• Directions
Could you render all the entries below as a two-column CSV with the columns entry_text and answer, one row per entry, putting each entry's text and its answer in a single quoted field with line breaks replaced by spaces?

• Task input

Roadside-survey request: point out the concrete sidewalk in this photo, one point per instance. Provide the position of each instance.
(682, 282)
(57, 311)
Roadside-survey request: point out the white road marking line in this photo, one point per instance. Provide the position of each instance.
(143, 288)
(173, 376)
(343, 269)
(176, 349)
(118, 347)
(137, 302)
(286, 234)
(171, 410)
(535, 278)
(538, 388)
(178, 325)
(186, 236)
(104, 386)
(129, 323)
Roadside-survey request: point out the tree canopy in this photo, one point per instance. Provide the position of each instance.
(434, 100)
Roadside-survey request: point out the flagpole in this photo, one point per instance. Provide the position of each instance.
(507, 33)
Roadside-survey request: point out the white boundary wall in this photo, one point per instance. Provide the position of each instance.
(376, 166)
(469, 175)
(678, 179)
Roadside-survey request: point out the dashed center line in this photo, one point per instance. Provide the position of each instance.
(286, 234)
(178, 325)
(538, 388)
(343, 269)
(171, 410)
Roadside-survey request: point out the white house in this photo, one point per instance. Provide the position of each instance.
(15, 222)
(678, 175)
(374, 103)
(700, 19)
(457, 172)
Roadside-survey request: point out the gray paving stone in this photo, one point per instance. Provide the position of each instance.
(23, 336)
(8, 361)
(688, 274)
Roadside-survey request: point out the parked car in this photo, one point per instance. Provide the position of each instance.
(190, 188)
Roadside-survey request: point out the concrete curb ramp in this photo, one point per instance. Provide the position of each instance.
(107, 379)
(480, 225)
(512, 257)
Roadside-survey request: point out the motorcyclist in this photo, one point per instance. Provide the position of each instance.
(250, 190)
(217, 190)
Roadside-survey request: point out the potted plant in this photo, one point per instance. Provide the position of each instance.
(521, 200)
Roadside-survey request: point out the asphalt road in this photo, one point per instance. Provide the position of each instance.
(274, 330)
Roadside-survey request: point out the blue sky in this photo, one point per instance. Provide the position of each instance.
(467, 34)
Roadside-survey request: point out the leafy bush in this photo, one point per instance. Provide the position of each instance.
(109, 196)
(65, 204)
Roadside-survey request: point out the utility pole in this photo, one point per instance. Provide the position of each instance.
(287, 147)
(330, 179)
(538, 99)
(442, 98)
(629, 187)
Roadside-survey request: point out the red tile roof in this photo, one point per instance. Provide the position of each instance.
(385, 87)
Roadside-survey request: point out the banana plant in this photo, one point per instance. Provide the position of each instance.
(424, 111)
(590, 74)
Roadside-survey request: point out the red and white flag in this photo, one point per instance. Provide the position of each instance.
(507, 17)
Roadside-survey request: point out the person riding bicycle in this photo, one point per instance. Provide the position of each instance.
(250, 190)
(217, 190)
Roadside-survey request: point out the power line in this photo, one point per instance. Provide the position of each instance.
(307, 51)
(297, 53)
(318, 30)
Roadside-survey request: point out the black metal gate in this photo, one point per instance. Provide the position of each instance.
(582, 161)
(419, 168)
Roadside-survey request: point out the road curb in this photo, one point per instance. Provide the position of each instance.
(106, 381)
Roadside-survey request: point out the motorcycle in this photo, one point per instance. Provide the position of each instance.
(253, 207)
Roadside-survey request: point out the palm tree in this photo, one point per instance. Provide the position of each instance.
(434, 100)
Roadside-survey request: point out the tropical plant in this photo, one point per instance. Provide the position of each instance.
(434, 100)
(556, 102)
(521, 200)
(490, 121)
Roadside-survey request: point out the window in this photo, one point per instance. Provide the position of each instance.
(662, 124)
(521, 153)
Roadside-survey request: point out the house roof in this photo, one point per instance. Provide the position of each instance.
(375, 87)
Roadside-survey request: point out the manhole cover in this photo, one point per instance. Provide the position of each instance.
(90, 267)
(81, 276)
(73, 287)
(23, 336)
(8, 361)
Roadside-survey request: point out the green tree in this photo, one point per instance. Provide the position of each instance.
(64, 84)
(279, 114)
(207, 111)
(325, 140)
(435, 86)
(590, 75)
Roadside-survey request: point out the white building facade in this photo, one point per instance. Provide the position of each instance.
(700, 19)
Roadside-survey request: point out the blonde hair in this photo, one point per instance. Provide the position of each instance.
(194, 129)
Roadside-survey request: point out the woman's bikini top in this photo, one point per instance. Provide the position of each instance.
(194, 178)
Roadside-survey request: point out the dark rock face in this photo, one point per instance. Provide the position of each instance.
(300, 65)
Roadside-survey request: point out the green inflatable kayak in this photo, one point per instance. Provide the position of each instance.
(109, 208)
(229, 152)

• Written response
entry_text,answer
"Roadside-survey request: point out the concrete sidewalk in this photo, one point per instance. Provide the position of each instance.","(682, 282) (57, 311)"
"Roadside-survey request: point out the white road marking line in this photo, one point per instance. Provide the position of each instance.","(143, 288) (173, 376) (343, 269) (176, 349) (118, 347) (137, 302) (286, 234) (171, 410) (535, 278) (538, 388) (178, 325) (186, 236) (104, 386) (129, 323)"
"Roadside-survey request: point out the tree canopy in this photo, one point per instance. Provide the position of each instance.","(434, 100)"
"Roadside-survey request: point out the flagpole in this photo, one point per instance. Provide the position of each instance.","(507, 33)"
"Roadside-survey request: point out the white boundary wall in this photo, one point per instance. Provide the position of each instance.","(376, 166) (469, 175) (678, 179)"
"Roadside-survey request: point out the dashed center line in this photo, one point per instance. Provide the position of each instance.","(286, 234) (178, 325) (538, 388) (343, 269) (171, 410)"
"Roadside-survey request: point out the white house in this photo, one point per instance. Provide the position of each instance.","(15, 222) (678, 175) (374, 103) (700, 19) (457, 172)"
"Roadside-survey request: point out the gray paving stone in this photo, one point per instance. Provide the position of each instance.","(23, 336) (8, 361) (688, 274)"
"Roadside-survey request: point out the parked car in this photo, one point per instance. Provide the position of each instance.","(190, 188)"
"Roadside-survey request: point out the concrete curb ramp in this photo, one point per instance. Provide the position of each instance.","(107, 379) (480, 225) (512, 257)"
"Roadside-survey request: point out the motorcyclist in this photo, one point per instance. Provide the position of each instance.","(250, 190) (217, 190)"
"Roadside-survey request: point out the potted plant in this photo, one point per instance. Provide the position of each instance.","(521, 200)"
"Roadside-survey request: point out the asphalt road in this photo, one point per instance. Provide the position of each instance.","(274, 330)"
"Roadside-survey request: point out the blue sky in this photo, one point per instance. Provide the position of each instance.","(467, 34)"
"Roadside-survey request: point out the leafy bush in this photo, one point per instance. Provide the position of each instance.","(109, 196) (65, 204)"
"Roadside-survey request: point out the utility pole in this photo, one point per instance. Provide the position of each instance.","(287, 147) (330, 179) (538, 99) (442, 98) (629, 187)"
"Roadside-survey request: point out the red tile roof in this photo, one point per instance. Provide the position of each instance.","(385, 87)"
"Roadside-survey request: point out the banana plant in this photo, one point per instance. Provide the position of each instance.","(424, 111) (590, 74)"
"Roadside-survey request: point out the red and white flag in this photo, one point per instance. Provide the position of each instance.","(507, 17)"
"Roadside-survey request: point out the person riding bicycle in this photo, one point per instance. Provide the position of each instance.","(250, 190) (217, 190)"
"Roadside-survey request: point out the power line in this photo, one point per instance. Provide the position of each instance.","(307, 51) (297, 53) (318, 30)"
"Roadside-survey request: point out the black metal gate in this photo, one point per instance. Provide the position of each instance.","(582, 161) (419, 168)"
"Roadside-survey request: point out the road curb in this photo, one point per instance. Provide the position of each instance.","(106, 381)"
"Roadside-survey request: point out the motorcycle in this photo, one point per instance. Provide the position of each instance.","(253, 207)"
"Roadside-survey request: point out the palm tree in this photo, one point per instance. Provide the position of each instance.","(434, 100)"
"Roadside-survey request: point out the tropical plant in this photo, one point per instance. Provide the position of each instance.","(434, 100) (556, 102) (521, 200) (490, 121)"
"Roadside-survey request: point out the window in this photo, one point per instance. Provide the position of each instance.","(662, 124) (521, 153)"
"Roadside-survey request: point out the house roof in this photo, one point per instance. Provide the position of each instance.","(375, 87)"
"Roadside-survey request: point out the manhole cover in this photo, one point per instance. Provide the position of each instance.","(90, 267) (81, 276) (73, 287) (23, 336) (8, 361)"
"Roadside-survey request: point out the green tree in this photo, one point per instance. Provide the position of each instance.","(64, 84) (279, 114) (207, 111) (325, 140) (435, 86) (590, 75)"
"Roadside-survey request: point out the white building facade in this photo, one point per instance. Provide the position of each instance.","(700, 19)"
"Roadside-survey request: point out the blonde hair in this photo, one point per instance. Provide the position of each instance.","(194, 129)"
"Roadside-survey request: point out the woman's bikini top in this photo, one point per instance. Provide the position of each instance.","(194, 178)"
"Roadside-survey request: point out the dark rock face in this photo, one point per instance. Provide the position of each instance.","(300, 65)"
"Roadside-survey request: point out the green inflatable kayak in this photo, one point per instance. Provide the position of each instance.","(109, 208) (229, 152)"